Work to be completed:
Find the word "thorax" in the listing; pull out each line holding it.

The data:

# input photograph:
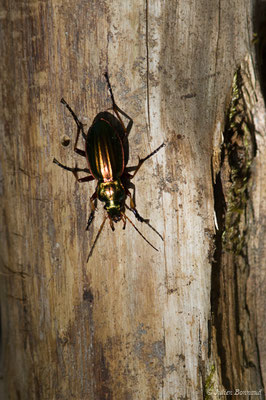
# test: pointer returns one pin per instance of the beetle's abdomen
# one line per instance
(105, 152)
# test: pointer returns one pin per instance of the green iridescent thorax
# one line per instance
(113, 195)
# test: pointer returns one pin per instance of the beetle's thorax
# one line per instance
(113, 195)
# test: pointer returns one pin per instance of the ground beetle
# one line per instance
(106, 150)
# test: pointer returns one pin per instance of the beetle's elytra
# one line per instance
(106, 150)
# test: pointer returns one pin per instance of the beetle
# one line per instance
(106, 151)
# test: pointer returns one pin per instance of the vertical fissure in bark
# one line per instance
(235, 335)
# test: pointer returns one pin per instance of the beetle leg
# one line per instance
(124, 221)
(80, 128)
(111, 223)
(74, 170)
(141, 160)
(84, 179)
(146, 240)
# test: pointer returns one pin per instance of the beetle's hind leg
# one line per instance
(79, 126)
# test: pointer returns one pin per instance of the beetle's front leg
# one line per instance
(93, 209)
(75, 170)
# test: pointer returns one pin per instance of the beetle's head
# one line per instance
(114, 212)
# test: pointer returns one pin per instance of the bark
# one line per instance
(185, 322)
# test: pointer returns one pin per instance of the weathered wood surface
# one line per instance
(132, 323)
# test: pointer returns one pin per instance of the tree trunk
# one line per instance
(185, 322)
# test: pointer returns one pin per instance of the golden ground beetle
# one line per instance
(106, 150)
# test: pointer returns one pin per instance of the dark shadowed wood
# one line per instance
(132, 323)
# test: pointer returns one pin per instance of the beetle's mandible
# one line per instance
(106, 151)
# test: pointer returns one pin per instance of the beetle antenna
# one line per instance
(140, 232)
(97, 237)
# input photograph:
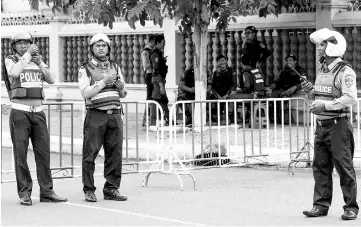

Answer to this problem:
# test: pointer returns one pin per instance of the green iridescent thorax
# test: pointer returns one pin per instance of the beetle's thorax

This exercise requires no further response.